Answer these questions from the review of 96 Minutes:
(a) In what year was the Japanese thriller The Bullet Train released?
(b) Where was the explosive that A-Ren defused three years before the train journey planted?
(c) What does the bomber demand that the police do?
Selected passage START
’96 Minutes’ Review: Reviving a Classic Bomb-on-a-Train Premise (Netflix)

’96 Minutes’ Review: Reviving a Classic Bomb-on-a-Train Premise (Netflix)

A bomb disposal expert traveling with his detective fiancée must defuse a bomb on a bullet train before time—and his past—catch up with him.

The 1975 Japanese thriller The Bullet Train has spawned countless remakes and variations over the years. Beyond the original, there’s last year’s Japanese remake Bullet Train Explosion, classic films like Speed, and many others built around the same high-concept premise: a bomb that may or may not go off aboard a vehicle that cannot stop. The Taiwanese film 96 Minutes adds a heavy dose of drama to this half-century-old formula, layering it with mysteries, motives, and a threat that’s doubled—or even tripled.

The story begins three years earlier, when A-Ren (Austin Lin), a bomb disposal specialist, is called to defuse an explosive planted in a movie theater. He succeeds—but the unthinkable happens simultaneously: another bomb detonates in a nearby shopping mall, killing dozens. Though the media hails him as a hero, neither A-Ren nor his superior, Li Jie (Lee Lee-zen), can shake the crushing guilt. Did they really make the right call?

Three years later, A-Ren has left the force and is traveling by train with his police-officer partner Huang Xin (Vivian Sung) and his mother, returning from a memorial ceremony honoring the victims of that tragedy. On the same train is Li Jie, along with many passengers who lost loved ones in the explosion. Unsurprisingly, a new bomb threat soon emerges. Once again, the trio must locate and defuse the device, deal with the person behind it—who communicates with them via cellphone—and figure out whether the culprit is among the passengers… or someone else entirely.

As it turns out, that’s only the beginning. Things quickly grow more complicated when a second train, running parallel, may also be carrying a bomb. Defusing one could trigger the other. Or both might explode at the same time. If one train stops, the anonymous caller warns, the other detonates—and vice versa. Meanwhile, suspects multiply: many passengers harbor resentment, trauma, and a thirst for revenge tied to the earlier disaster. Who planted the bomb? Is there more than one culprit? Or perhaps none of the above?

Of all these questions, the most unsettling revolves around motive. The bomber demands that the police publicly confess what really happened during that original incident. According to him, the choice of which bomb to defuse was no accident, and the truth must come out. By the midpoint—when much (though not all) of the mystery becomes clearer, with a few final twists still held in reserve—96 Minutes begins to lose momentum.
Selected passage END
Recorded data START
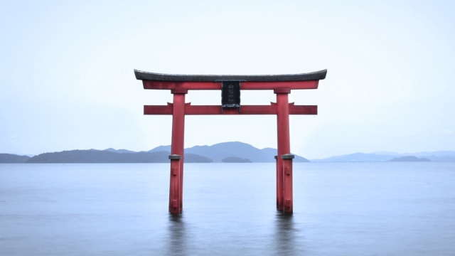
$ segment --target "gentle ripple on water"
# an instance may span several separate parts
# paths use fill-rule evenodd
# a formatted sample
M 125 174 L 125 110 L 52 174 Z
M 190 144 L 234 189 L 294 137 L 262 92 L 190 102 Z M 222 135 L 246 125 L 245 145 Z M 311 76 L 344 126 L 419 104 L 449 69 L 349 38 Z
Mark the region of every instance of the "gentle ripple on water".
Recorded data END
= Response box =
(a) 1975
(b) In a movie theater
(c) Publicly confess what really happened during the original incident